* Text provided:
▼▼▼
Fatso
The egregious William Saletan is at it again on heredity. Last time we paid attention to him, he was trying to sell us on the genetic character of racial differences on IQ tests. His credibility got shredded on that issue, so this time he is back on the subject of obesity, and for good measure, is taking the side of nurture rather than nature.
The logic works like this: obesity develops in childhood, obesity is overwhelmingly genetic, but, obesity is increasing and genes can't have changed, so it must be the parents fault.
An editorial on the study, published in the same journal, explains:[T]he shared-environment effect is the result of the degree of variability of environments that were observed in the sample, and, therefore, it cannot be used to infer the possible effects of altering the environment in which we all live and that may vary only modestly among families. If all homes, for example, had the same poor dietary and exercise practices, the shared-environment effect would be estimated as zero, and yet it would be entirely appropriate to attribute much of the obesity to parental behaviors.
There is one crucial flaw in this argument, embraced by the journal editors and Saletan, but not by the study authors: there is zero evidence to back up this pure speculation. The nature of the environmental change promoting modern obesity is not known, nor is it known whether parents can control it. What is known is that all sorts of intensive interventions have failed.
It's certainly plausible that lifestyle changes like less exercise promote obesity. It's also true that intervention to significantly increase exercise have repeatedly failed to prevent or decrease obesity. We can't rule out the possibility that some large external factor plays a role: hormone like pesticides in the food, vitamin additives to the food, etc., etc., etc.
In the meantime, until Mr. Saletan and the smug assholes who edit The American Journal of Clinical Nutrition can point to some intervention that actually works to prevent or decrease obesity, they ought to save their lectures. They won't do so, because that would just be to admit that they are practicing a "science" without useful results.
▲▲▲
* What is being asked: Sum up the text on obesity above in two sentences.

* Records shown:
▼▼▼
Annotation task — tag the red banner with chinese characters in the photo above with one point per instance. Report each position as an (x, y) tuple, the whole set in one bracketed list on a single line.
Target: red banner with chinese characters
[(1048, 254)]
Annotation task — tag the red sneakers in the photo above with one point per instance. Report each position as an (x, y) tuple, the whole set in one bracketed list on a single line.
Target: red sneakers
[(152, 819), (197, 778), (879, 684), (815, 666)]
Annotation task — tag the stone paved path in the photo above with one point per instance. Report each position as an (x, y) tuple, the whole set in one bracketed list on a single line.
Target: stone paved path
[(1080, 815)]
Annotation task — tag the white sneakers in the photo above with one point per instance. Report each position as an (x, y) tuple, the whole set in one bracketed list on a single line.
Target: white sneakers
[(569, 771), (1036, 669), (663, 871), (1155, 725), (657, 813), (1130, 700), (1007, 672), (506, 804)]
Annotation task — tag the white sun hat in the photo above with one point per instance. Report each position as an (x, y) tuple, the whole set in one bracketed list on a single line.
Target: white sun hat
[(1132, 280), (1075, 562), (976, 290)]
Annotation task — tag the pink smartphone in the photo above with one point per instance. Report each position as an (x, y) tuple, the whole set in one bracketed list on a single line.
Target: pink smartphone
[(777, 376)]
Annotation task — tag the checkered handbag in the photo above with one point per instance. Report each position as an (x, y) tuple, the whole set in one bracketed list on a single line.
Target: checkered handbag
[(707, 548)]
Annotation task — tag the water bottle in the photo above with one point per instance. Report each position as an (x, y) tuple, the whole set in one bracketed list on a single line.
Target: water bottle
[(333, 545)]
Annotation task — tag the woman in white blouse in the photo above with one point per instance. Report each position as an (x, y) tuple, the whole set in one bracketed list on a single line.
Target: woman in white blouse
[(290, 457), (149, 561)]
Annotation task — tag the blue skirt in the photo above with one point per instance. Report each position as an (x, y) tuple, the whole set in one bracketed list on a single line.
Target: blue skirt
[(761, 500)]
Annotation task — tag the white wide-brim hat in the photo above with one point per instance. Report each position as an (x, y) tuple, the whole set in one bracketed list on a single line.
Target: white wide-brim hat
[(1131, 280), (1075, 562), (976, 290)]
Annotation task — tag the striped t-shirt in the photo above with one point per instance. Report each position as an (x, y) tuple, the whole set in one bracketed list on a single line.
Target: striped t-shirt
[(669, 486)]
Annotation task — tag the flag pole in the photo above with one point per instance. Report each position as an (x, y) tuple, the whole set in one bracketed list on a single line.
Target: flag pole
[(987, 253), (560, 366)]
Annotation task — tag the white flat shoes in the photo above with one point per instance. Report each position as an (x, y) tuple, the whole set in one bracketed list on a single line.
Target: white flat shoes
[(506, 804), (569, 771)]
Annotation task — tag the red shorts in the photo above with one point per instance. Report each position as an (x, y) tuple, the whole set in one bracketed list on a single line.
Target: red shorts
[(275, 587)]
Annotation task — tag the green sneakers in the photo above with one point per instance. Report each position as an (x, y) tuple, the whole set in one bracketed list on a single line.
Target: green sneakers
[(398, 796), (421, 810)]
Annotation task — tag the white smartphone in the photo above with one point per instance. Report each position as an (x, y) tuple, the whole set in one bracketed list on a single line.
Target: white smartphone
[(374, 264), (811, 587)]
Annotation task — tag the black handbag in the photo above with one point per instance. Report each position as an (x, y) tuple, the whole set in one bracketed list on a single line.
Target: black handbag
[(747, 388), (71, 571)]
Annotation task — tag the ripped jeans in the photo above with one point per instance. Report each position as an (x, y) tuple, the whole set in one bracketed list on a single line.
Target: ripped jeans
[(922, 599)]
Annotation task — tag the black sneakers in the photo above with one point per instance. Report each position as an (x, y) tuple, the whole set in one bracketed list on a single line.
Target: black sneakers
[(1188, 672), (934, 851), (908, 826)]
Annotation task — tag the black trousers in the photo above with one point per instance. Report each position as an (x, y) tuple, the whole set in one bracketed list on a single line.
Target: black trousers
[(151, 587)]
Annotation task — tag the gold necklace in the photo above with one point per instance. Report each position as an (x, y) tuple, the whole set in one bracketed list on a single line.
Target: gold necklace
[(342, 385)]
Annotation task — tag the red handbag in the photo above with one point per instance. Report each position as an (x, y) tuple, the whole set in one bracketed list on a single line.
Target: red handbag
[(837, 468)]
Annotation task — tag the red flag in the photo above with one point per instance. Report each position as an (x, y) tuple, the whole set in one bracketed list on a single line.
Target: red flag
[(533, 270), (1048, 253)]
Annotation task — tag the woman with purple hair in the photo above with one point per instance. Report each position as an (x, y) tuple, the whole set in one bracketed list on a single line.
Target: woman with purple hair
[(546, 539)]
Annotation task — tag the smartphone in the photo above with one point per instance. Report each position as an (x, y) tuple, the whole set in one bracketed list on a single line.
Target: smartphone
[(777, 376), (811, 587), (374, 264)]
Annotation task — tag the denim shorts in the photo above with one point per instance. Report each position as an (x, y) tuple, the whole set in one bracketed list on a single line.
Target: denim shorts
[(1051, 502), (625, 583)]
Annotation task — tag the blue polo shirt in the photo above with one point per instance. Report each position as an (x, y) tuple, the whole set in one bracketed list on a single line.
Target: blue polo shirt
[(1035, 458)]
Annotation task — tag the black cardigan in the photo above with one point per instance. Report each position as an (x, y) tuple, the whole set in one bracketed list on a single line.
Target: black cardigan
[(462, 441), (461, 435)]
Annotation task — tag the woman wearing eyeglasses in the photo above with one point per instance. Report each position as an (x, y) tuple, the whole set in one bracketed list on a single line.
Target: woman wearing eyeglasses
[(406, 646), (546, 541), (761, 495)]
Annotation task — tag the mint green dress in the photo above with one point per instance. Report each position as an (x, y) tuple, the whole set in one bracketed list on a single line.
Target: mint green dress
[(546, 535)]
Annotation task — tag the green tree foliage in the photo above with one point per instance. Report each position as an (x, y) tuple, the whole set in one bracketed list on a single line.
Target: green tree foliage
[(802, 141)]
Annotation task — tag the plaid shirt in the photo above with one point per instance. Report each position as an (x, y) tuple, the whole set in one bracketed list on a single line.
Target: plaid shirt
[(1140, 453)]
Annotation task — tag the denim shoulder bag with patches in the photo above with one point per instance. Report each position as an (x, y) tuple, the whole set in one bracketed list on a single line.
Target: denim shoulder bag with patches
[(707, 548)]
▲▲▲
* Expected answer: The writer criticizes William Saletan for arguing that, because obesity is largely genetic yet increasing while genes can't have changed, parents must be to blame, a view the editors of The American Journal of Clinical Nutrition also take. The writer says there is no evidence for this, since the cause of modern obesity is unknown and intensive interventions have failed, so Saletan and the editors should hold off on their lectures until they can point to an intervention that works.